# Neueinsteiger: JOGL oder Java3d



## sockeqwe (9. Jul 2007)

Hi,
ich möchte nun beginnen ein bisschen 3D in Java zu programmieren. Ich hab mich nun ein bisschen im Internet schlau gemacht. 

Dabei habe ich in erfahrung gebracht, dass JOGL und JAVA3D die wohl beliebtesten und bekanntesten 3D Pakete sind.

Nun wollte ich fragen, was der Größte unterschied zwischen den Beiden sind?
Den sie verwenden ja beide OpenGL oder?

Welches würdet ihr mir empfehlen zu verwenden?

Bei JOGL hab ich ein großes Problem, das ich es nicht schaffe das zu "installieren"....

Ich versteh nicht wie ich das in Eclipse als Import hineinbekomme, das dann der Aufruf funktioniert.

Habe auch das aktuelle JOGL.jar in das JAVA Verzeichnis kopiert: C:\Programme\Java\libs\
hineinkopiert. So wie ich das mit JDBC für Datenbankanbindung auch gemacht habe. Da hat es dann einfach so
funktioniert. Nur mit JOGL hab ich das damit noch nicht geschafft. 

Kann mir da auch einer weiter helfen?


----------



## tuxedo (9. Jul 2007)

Schau dir doch auch mal "JMonkeyEngine" an... --> www.jmonkeyengine.com 

Einfache API mit gutem Szenengraph... Fand ich jetzt persönlich schicker wie nacktes JAVA3D ...


----------



## egrath (9. Jul 2007)

Hallo,

auch wenn JMonkeyEngine eine tolle Sache ist würde ich zum Einsteigen Java3D empfehlen. Und zwar aus folgenden Gründen:


 "Offizielle" 3D API von Sun für Java
 Es gibt mehr leute die sich mit Java3D auskennen als mit JMonkeyEngine, dementsprechend mehr Informationen im Netz verfügbar.

• **Gestellte Aufgabe 1**:
Können Sie den Absatz der Forendiskussion, der mit „Habe auch das aktuelle JOGL.jar“ beginnt, in zwei kurzen Stichpunkten wiedergeben?
• **Gestellte Aufgabe 2**:
Beantworten Sie anhand der Forendiskussion folgende Fragen:
(a) Welche beiden 3D-Pakete hält sockeqwe für die beliebtesten und bekanntesten?
(b) Welche Alternative schlägt tuxedo vor?
(c) Warum gibt es laut egrath zu Java3D mehr Informationen im Netz?
• **Gestellte Aufgabe 3**:
Wie könnte die Forendiskussion nach ihrem letzten Satz weitergehen? Setzen Sie sie dort fort.

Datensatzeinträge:

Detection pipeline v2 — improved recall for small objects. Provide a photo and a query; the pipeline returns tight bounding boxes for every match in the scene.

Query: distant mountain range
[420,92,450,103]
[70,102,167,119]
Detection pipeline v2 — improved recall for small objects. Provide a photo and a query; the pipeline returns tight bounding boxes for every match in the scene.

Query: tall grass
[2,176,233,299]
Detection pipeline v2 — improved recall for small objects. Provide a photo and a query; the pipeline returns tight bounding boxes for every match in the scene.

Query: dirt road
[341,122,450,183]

• **Endergebnis 1**:
- Die aktuelle JOGL.jar wurde nach C:\Programme\Java\libs\ kopiert, so wie zuvor bei JDBC für die Datenbankanbindung.
- Bei JDBC hat das auf Anhieb funktioniert, bei JOGL bisher nicht.

• **Endergebnis 2**:
(a) JOGL und Java3D.
(b) Die JMonkeyEngine (www.jmonkeyengine.com).
(c) Weil sich mehr Leute mit Java3D auskennen als mit der JMonkeyEngine.

• **Endergebnis 3**:
Für die Entwicklung von professionellen Anwendungen welche nicht im Gaming Bereich liegen würde ich Java3D den Vorzug geben.

Grüsse,
    Egon


----------



## tuxedo (9. Jul 2007)

Naja, allein am "professionellem" würd ich's nicht festmachen.

Wenn man keinen Szenengraph braucht ist man mit Java3D vielleicht besser dran. 

"Professionelle" Simulationen kann man recht gut mit JME machen. Wobei hier die Kombination "pfofessionell" und "simulation" nicht in den Gaming-Bereich fällt.

BTW: Die JME-Community ist nicht gerade klein.

Es gilt halt immer noch: jedem das seine ...

Gruß
Alex


----------



## sockeqwe (9. Jul 2007)

Hmmm,
wie benutzt man den JME? Einfach die jar Achives in Eclipse importieren? Oder muss ich die irgendwie in einen JAVA Ordner schieben?

Wo gibt es denn ein paar JME Tutorials? Kennt da jemand ein paar nützliche Seiten?

hab da nicht wirklich viel gefunden ...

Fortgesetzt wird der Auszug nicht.